→ GIVEN TASK
Reproduce the lines below verbatim, beginning with the line that contains "Which pixel lies on the stone building" and continuing through the line that contains "pixel 516 944", both included.

[start of DATASET ENTRIES]

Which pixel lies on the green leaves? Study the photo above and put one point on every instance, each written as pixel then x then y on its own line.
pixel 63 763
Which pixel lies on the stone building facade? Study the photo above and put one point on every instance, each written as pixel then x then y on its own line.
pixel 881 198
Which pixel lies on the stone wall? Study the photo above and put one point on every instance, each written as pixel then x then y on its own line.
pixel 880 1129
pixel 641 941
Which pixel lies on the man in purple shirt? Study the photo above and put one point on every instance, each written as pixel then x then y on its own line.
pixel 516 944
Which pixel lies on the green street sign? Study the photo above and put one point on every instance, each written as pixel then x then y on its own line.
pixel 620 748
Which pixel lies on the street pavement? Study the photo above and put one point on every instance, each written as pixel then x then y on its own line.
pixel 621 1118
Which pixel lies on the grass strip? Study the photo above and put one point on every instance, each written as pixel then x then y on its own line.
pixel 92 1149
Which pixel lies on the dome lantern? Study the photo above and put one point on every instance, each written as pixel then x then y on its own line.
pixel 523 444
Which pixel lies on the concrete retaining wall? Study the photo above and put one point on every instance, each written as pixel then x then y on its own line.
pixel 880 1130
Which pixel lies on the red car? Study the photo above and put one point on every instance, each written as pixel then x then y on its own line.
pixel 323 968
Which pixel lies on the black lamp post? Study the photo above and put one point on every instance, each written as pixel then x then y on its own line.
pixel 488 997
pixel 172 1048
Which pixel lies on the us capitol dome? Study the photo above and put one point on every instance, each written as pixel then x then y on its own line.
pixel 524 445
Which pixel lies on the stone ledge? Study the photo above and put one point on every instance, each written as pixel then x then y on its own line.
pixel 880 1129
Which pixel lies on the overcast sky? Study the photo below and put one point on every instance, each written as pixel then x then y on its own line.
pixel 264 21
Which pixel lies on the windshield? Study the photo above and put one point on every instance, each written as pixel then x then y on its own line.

[end of DATASET ENTRIES]

→ ANSWER
Which pixel lies on the stone building facade? Study the photo above and put one point on every instance, each written as pixel then x then y on its own line.
pixel 881 198
Which pixel lies on the stone wall? Study the photo above and put one point on every instance, each written as pixel then x then y on its own line.
pixel 880 1129
pixel 641 941
Which pixel lies on the man in purple shirt? Study the photo above and put one point on every instance, each written as pixel then x then y on its own line.
pixel 516 944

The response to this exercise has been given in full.